§ MATERIAL SUPPLIED
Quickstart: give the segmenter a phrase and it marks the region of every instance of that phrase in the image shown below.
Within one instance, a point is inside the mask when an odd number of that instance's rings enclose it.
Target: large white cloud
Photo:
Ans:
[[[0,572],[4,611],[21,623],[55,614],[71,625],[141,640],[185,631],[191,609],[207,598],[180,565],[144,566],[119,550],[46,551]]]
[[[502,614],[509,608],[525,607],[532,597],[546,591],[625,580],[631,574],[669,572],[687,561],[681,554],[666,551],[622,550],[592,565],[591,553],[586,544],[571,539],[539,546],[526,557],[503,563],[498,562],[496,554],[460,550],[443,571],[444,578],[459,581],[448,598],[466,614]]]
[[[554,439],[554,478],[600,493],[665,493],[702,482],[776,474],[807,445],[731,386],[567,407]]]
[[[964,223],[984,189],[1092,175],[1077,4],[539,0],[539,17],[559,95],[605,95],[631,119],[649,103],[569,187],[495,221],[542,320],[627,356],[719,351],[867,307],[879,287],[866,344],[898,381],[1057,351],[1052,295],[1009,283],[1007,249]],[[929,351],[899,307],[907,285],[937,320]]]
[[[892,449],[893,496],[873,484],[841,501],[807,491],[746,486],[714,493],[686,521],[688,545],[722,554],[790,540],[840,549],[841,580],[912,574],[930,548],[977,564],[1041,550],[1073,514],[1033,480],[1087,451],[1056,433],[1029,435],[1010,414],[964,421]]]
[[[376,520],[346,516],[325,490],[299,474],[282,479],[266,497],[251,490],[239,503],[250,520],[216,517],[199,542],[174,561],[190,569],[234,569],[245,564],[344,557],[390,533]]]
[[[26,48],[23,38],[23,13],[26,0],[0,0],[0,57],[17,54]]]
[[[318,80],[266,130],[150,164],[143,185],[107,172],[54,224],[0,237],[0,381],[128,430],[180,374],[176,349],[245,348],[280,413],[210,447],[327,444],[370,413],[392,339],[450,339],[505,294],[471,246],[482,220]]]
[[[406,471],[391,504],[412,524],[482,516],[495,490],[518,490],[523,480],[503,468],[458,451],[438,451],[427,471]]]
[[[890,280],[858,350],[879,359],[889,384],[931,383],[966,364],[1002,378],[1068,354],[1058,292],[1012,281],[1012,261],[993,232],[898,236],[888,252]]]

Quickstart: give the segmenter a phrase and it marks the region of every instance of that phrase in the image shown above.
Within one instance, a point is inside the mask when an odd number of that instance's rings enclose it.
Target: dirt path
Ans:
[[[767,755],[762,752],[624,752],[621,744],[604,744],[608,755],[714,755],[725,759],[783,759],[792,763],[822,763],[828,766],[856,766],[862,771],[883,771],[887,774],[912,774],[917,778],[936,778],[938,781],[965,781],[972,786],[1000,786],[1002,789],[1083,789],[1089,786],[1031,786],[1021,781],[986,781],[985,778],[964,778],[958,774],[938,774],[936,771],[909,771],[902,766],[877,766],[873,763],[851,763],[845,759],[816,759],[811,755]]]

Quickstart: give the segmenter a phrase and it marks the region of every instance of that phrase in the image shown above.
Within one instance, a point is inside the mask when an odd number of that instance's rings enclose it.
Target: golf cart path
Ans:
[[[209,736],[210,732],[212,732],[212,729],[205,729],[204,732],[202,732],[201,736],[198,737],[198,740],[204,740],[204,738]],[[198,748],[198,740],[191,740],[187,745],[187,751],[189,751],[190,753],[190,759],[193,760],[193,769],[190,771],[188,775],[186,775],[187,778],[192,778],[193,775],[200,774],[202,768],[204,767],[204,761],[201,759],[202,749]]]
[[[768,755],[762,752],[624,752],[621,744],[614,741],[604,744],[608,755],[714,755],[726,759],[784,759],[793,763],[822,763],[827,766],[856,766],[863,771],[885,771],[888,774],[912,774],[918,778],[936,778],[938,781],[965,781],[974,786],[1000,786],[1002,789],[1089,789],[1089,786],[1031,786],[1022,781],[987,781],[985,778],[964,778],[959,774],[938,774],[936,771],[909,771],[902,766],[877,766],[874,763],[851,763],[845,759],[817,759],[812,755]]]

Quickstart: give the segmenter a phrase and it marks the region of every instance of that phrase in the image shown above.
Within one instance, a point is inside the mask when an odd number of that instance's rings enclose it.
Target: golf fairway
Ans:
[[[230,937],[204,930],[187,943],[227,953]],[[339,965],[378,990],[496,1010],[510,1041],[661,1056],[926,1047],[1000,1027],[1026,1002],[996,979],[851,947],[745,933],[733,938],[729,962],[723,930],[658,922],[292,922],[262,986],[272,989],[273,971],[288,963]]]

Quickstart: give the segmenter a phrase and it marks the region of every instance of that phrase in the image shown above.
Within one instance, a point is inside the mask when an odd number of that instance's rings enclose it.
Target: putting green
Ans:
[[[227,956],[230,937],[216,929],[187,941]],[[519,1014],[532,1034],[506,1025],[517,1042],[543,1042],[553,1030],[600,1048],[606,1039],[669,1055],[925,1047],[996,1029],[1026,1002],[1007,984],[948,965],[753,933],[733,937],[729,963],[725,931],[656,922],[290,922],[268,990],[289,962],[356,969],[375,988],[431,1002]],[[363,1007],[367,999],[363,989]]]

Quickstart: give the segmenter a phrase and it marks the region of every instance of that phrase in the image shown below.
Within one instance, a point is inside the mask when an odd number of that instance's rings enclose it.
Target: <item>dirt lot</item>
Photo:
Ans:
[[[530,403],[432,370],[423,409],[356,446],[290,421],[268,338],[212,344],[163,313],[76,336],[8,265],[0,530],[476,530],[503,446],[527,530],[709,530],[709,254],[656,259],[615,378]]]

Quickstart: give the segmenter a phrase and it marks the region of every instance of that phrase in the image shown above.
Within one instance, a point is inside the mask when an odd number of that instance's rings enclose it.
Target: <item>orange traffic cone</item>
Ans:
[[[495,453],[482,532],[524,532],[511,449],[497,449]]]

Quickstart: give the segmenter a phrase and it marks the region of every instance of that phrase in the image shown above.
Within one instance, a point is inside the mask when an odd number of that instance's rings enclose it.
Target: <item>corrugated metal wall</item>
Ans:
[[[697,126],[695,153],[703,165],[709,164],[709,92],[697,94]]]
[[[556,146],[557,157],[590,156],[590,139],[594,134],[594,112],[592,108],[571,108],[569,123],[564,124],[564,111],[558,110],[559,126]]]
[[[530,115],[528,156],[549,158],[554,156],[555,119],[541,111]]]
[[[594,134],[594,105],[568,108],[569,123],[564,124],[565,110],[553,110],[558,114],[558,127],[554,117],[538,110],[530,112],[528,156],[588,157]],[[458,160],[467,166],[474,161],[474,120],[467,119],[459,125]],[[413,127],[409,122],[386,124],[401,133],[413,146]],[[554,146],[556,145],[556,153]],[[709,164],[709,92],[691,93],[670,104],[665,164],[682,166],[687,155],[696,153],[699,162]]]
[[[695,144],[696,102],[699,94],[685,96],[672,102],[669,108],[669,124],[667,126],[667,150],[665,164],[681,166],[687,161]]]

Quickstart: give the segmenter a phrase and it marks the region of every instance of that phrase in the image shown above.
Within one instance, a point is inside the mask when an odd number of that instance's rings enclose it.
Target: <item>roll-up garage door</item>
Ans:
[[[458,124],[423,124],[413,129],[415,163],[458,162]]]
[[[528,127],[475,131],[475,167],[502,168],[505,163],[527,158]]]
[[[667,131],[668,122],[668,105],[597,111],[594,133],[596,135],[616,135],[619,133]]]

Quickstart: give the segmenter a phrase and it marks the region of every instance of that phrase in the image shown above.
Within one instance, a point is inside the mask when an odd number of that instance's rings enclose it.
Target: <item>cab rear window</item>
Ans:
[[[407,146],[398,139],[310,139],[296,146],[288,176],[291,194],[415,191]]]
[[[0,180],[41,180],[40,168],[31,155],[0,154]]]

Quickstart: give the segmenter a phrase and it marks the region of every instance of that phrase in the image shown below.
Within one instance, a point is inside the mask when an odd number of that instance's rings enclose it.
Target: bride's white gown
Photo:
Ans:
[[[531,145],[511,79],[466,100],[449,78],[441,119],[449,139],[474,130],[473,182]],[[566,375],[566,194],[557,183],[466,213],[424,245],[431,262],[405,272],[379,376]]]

§ WHAT YOU ARE ASKED TO DO
Pull out every line above that contains the word "golf". Case counts.

§ FINISHED TASK
Target: golf cart path
Target: golf fairway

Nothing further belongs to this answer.